MATERIAL FOR THIS TASK ->
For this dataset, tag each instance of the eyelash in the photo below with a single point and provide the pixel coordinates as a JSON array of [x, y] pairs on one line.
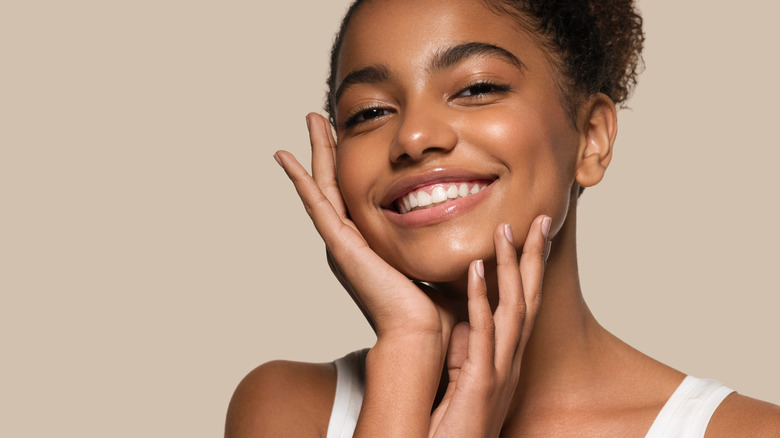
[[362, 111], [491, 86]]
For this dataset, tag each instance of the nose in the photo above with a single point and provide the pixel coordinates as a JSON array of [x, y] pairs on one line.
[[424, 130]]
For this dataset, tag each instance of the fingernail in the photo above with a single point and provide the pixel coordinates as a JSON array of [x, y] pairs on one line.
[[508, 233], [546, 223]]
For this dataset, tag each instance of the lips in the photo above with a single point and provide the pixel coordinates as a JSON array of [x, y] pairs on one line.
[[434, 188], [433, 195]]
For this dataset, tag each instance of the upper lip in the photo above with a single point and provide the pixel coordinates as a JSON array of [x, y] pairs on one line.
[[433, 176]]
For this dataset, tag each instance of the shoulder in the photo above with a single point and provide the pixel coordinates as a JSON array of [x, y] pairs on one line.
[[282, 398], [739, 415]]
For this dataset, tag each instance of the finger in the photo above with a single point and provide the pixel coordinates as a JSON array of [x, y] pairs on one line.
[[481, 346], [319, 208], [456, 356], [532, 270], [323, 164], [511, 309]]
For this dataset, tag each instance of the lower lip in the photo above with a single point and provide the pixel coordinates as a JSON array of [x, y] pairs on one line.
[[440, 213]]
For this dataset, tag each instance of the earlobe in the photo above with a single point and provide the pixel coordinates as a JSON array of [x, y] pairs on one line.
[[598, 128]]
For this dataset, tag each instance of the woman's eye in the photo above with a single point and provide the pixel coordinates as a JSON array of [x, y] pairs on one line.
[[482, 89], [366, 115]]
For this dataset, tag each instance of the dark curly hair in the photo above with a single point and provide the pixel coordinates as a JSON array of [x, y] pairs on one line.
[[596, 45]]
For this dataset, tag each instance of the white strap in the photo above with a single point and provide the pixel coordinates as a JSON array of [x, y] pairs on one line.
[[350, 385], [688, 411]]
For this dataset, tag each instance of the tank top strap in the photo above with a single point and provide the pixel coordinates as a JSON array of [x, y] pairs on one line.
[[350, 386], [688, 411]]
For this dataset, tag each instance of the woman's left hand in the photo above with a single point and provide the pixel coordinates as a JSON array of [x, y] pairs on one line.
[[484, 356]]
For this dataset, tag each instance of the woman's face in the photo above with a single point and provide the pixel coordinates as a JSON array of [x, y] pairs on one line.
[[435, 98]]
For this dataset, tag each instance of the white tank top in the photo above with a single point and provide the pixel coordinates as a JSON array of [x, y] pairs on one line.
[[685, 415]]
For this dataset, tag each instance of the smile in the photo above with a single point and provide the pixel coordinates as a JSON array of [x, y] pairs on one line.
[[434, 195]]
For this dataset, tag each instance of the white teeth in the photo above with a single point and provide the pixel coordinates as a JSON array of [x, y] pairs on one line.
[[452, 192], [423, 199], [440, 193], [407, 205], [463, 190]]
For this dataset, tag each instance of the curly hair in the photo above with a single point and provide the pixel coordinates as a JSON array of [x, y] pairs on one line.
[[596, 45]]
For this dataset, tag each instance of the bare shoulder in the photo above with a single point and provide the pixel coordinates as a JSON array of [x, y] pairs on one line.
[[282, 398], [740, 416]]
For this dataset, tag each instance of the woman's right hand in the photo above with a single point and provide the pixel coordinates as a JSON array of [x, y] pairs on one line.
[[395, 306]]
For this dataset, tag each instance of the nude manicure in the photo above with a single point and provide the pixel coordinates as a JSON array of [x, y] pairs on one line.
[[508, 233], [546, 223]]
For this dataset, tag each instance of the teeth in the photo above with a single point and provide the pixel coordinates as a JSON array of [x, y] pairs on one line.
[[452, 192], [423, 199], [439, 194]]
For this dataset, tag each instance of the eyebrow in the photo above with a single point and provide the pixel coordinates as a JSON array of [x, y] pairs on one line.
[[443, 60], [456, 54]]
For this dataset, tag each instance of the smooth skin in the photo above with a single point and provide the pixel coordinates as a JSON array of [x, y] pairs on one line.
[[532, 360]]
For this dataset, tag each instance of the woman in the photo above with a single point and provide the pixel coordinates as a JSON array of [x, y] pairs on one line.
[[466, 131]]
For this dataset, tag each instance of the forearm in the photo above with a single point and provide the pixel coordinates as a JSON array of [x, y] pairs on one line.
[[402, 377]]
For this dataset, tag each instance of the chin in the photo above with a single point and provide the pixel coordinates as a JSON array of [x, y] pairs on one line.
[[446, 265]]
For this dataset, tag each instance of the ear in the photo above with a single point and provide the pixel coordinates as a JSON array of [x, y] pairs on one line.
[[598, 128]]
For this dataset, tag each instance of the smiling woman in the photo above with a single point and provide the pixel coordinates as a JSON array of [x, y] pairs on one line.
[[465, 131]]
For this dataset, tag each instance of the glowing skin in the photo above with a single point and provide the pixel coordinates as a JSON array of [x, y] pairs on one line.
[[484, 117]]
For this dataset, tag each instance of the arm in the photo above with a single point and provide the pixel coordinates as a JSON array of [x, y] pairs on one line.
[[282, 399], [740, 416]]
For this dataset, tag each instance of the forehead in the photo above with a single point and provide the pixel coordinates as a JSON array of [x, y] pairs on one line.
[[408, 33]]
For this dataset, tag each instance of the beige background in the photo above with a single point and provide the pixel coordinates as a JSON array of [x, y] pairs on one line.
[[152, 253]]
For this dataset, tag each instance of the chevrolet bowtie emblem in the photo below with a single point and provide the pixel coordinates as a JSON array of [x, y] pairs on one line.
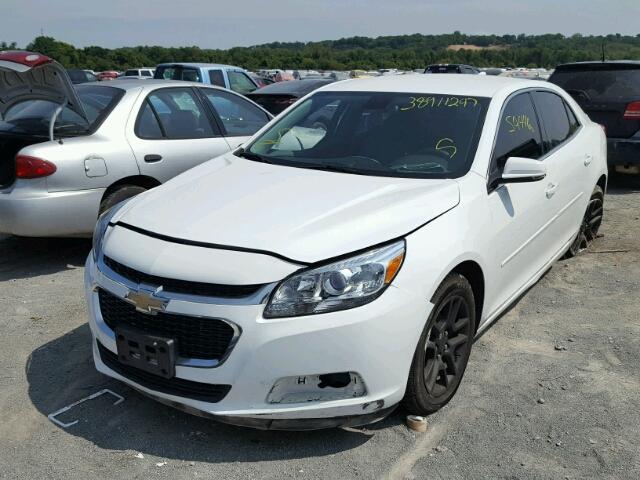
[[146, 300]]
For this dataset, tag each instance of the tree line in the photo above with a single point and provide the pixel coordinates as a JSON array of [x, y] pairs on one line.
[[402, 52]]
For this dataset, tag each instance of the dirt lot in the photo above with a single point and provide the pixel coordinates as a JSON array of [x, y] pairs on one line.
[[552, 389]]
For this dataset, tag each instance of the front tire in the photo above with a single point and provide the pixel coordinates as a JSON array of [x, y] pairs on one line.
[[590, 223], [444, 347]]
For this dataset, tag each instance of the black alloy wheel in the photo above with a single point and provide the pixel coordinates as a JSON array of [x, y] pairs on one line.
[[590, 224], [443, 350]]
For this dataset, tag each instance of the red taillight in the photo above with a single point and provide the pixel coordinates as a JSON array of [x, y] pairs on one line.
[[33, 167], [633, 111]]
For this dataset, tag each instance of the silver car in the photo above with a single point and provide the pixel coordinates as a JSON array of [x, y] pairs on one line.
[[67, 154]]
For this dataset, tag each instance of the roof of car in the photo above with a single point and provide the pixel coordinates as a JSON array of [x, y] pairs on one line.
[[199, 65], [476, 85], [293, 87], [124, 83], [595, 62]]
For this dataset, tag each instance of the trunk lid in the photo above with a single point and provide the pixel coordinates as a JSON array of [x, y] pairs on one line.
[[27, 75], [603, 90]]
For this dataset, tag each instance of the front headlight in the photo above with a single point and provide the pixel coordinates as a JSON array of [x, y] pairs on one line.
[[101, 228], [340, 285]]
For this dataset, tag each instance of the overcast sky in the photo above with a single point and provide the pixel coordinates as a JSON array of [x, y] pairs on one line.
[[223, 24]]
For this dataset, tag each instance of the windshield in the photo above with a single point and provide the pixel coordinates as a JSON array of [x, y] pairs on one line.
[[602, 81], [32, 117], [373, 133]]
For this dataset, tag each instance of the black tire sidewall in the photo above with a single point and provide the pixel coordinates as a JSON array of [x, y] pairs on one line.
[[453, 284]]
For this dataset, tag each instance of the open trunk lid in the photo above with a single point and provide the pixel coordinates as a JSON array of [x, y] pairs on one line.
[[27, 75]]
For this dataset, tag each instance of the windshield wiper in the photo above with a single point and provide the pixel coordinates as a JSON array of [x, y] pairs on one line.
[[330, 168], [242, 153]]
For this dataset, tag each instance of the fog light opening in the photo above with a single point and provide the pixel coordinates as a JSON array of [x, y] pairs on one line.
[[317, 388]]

--

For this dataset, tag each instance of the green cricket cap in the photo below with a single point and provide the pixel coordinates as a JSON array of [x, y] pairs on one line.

...

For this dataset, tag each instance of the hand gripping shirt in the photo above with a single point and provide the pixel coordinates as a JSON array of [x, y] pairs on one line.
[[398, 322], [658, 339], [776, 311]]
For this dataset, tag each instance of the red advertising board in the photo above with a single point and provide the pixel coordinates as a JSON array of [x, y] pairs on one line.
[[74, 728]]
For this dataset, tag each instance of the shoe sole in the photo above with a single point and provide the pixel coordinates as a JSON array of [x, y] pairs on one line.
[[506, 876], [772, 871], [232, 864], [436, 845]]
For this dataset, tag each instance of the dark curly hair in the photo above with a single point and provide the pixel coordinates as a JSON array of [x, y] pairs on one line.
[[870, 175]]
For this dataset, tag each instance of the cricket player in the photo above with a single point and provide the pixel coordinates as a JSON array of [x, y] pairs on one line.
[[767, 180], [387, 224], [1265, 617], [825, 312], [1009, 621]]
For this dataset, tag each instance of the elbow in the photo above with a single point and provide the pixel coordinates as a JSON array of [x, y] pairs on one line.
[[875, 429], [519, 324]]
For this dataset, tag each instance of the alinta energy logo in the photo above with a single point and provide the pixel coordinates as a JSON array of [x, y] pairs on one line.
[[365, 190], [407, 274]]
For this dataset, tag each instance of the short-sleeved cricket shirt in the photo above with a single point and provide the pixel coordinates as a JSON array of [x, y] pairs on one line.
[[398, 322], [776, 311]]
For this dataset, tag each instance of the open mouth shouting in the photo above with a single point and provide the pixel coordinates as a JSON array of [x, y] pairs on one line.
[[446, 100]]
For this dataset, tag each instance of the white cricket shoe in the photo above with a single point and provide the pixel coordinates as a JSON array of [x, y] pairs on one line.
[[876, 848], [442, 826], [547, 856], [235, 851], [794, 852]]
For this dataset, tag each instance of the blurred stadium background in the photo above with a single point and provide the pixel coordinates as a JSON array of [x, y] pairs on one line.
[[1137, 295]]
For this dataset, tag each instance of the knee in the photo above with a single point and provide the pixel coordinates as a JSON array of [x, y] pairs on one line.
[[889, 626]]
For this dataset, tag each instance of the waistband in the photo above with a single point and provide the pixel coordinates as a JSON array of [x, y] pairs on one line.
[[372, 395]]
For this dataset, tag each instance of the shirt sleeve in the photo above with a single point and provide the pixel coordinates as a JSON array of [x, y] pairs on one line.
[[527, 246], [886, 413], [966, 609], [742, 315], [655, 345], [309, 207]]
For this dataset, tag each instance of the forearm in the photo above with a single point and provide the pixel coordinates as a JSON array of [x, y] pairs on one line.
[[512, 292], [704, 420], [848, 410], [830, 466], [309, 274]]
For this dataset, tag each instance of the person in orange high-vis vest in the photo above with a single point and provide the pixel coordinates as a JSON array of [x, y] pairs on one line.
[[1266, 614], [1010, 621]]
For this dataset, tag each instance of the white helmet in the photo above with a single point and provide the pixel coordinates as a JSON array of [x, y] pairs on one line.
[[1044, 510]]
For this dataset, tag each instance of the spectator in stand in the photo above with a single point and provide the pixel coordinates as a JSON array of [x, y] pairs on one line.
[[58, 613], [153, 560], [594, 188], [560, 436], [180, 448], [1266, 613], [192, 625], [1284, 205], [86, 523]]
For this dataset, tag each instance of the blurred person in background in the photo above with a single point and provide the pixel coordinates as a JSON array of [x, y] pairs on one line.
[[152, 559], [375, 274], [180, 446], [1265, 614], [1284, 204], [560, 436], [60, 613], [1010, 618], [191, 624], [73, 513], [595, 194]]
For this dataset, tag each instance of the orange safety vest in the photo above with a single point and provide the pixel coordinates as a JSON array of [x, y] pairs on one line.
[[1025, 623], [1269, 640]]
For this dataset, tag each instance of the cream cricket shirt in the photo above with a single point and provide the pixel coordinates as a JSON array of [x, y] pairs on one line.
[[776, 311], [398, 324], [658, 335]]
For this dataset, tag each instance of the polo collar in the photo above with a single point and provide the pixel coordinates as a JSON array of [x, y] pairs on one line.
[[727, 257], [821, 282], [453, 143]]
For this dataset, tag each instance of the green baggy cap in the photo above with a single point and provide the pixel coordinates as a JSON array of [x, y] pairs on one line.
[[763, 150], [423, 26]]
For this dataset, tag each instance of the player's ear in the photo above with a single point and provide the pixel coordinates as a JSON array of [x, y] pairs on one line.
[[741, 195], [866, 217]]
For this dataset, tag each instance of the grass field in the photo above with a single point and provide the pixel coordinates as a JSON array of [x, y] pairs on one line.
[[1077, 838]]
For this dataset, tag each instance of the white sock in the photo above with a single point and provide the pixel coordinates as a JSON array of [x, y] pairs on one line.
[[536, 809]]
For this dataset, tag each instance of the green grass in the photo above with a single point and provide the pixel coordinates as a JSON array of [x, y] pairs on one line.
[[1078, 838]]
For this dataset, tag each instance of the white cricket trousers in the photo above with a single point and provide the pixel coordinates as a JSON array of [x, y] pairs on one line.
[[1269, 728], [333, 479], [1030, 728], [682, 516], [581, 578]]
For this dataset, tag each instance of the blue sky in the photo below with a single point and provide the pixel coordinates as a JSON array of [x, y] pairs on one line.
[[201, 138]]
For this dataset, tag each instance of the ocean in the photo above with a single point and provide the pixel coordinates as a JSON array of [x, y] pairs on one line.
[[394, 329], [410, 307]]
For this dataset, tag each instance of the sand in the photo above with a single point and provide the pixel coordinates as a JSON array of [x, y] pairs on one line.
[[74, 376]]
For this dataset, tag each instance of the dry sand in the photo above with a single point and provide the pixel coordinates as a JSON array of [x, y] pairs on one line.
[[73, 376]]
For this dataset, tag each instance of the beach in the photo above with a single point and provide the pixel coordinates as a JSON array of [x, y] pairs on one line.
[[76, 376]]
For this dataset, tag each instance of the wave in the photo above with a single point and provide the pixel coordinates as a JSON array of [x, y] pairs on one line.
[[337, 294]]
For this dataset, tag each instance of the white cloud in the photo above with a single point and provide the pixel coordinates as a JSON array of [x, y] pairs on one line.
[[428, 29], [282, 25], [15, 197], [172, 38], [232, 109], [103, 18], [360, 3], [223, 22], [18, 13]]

AIM ->
Please collect every line from the entries above that contains the word "sand", and copy each one in full.

REPLY ->
For this dataset, tag each instance of the sand in the photo above with a single point and provide the pixel coordinates as a JSON array of [x, y] pairs on one line.
For this dataset, tag each instance of the dry sand in the photo above with a single point and provide the pixel coordinates as a JSON array of [x, y] pairs on one line.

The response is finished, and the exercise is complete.